■ **Exercise set**
- A) Count the lines in the records below that contain the string "lane", treating uppercase and lowercase as different, and reply with the number alone.
- B) Pick up the PL_MPEG write-up below after its final sentence and continue it.

■ **Document passage**
----------------

In PL_MPEG some of these object _create() functions take byte arrays or other objects as a parameter. I wanted to make it very clear who has ownership of these parameters after the call. There's good reasons for either option: a) you keep ownership of what you pass in and free the memory yourself, or b) you hand over ownership and let the library clean it up when it's no longer needed. So these functions in PL_MPEG spell it out with an extra free_when_done flag:

plm_t *plm_create_with_buffer(plm_buffer_t *buffer, int destroy_when_done);

PL_MPEG exposes some lower level interfaces to its buffer, video decoder, audio decoder and demuxer functionality, but also provides an easy to use wrapper that combines all those. With this wrapper, loading and decoding video and audio is as simple as this:

#define PL_MPEG_IMPLEMENTATION
#include "plmpeg.h"

// This function gets called for each decoded video frame
void my_video_callback(plm_t *plm, plm_frame_t *frame, void *user) {
    // Do something with frame->y.data, frame->cr.data, frame->cb.data
}

// This function gets called for each decoded audio frame
void my_audio_callback(plm_t *plm, plm_samples_t *samples, void *user) {
    // Do something with samples->interleaved
}

// Load a .mpg (MPEG Program Stream) file
plm_t *plm = plm_create_with_filename("some-file.mpg");

// Install the video & audio decode callbacks
plm_set_video_decode_callback(plm, my_video_callback, my_data);
plm_set_audio_decode_callback(plm, my_audio_callback, my_data);

// Decode. Typically called in your event loop, once per frame
do {
    plm_decode(plm, time_since_last_call);
} while (!plm_has_ended(plm));

// All done, free memory
plm_destroy(plm);

The full documentation for the library can be found in the pl_mpeg.h.

Producer & Consumer in C

There's one implementation detail in PL_MPEG that I didn't find an elegant solution for: the synchronization of producers and consumers.

In PL_MPEG The demuxer reads a buffer or file and spits out packets of video and audio data. For the MP2 audio decoding we know exactly how many bytes we need to decode one frame (1152 samples) of PCM data. So the audio decoder asks the buffer once before decoding if enough data is available and just bails otherwise:

plm_samples_t *plm_audio_decode(plm_audio_t *self) {
    if (!plm_buffer_has(self->buffer, self->frame_data_size)) {
        return NULL;
    }
    // Continue decoding…
}

plm_buffer_has() will attempt to load more data if needed. Audio frames are small, so demuxing a whole frame at once is not a problem.

----------------

■ **Exercise materials**

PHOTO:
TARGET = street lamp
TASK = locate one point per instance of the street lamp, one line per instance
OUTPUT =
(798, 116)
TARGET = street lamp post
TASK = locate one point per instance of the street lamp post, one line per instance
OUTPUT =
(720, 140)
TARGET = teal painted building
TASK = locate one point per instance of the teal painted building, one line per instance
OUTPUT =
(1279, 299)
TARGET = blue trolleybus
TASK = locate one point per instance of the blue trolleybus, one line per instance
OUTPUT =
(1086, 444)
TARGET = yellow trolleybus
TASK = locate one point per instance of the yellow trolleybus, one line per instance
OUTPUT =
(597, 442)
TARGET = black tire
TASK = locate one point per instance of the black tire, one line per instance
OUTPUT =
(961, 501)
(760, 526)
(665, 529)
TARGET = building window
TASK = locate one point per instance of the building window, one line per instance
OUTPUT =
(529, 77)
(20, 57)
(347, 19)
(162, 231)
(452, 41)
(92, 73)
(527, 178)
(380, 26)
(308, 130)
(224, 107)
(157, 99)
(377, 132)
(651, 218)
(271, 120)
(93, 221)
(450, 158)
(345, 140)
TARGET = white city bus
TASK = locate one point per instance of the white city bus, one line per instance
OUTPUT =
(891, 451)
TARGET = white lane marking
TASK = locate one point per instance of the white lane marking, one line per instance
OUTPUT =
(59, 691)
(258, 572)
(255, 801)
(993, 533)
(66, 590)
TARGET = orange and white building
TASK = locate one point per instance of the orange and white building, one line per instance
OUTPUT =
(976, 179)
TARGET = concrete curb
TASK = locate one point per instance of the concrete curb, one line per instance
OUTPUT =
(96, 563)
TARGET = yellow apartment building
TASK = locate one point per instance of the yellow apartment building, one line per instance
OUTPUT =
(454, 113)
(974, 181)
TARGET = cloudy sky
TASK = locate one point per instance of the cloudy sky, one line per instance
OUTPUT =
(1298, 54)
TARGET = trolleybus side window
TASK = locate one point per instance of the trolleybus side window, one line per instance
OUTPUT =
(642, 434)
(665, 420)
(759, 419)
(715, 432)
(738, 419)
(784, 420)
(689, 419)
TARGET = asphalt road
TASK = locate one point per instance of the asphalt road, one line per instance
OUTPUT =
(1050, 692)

----------------

■ **Results for the exercise**
- A) 2

- B)
The MPEG1 video format makes this more complicated. There's no information in the frame header that tells us how big the video frame is. There's probably a reason why the byte size of a video frame is never stated in the muxed packet header or video frame header, but it's beyond my comprehension.

Ideally we would just demux all video packets needed for a single frame and then run the decoder. After all, memory is cheap and we can easily scale our buffers accordingly. Of course it makes sense that early MPEG decoders with tighter memory constraints didn't do this and instead ran the demuxer and decoder in parallel. However, I wanted to keep PL_MPEG simple and single threaded. So all we can do is to continually ask the buffer if a byte is available (or can be loaded) before reading it. This scatters load calls for the buffer all over the decode code and forces lots of switches between two tangentially related contexts.

This also introduces another problem: if we're in the middle of decoding a video frame and the buffer doesn't have any more bytes yet (e.g. because it's streaming from the net) we would need to pause the decoder, save its exact state and later, when enough bytes are available, resume it again. Of course this isn't particularly difficult to achieve using threads, but if we want to stay single threaded it gets very hairy.

This article by Simon Tatham explains the problem nicely and does provide a solution for synchronizing two simple loops. Sadly, our video decoder could bail anywhere in the call stack, a few functions deep. So what we really need are coroutines, such as those natively provided in Golang. Some coroutine implementations for C exist, but they are quite large and/or require platform specific assembly, making it unsuitable for a small header only lib.

So currently, if you want to feed a plm_buffer() yourself through a plm_buffer_load_callback and you can't guarantee that the data can be loaded in a timely fashion you have two options:

  1. Run PL_MPEG in its own thread and just busy-wait it in your load callback until enough data is available
  2. Search through all available bytes until you find the PICTURE_START_CODE of the next frame – making sure that the previous frame can be completely decoded before calling plm_video_decode()

Of course with the second solution you introduce one full frame of lag for streaming video. If latency is important that leaves only one option.

Interestingly, if I interpret the source correctly, ffmpeg chose the second option (waiting for the next PICTURE_START_CODE) even for the MPEG-TS container format, which is meant for streaming. So demuxing MPEG-TS with ffmpeg always introduces a frame of latency.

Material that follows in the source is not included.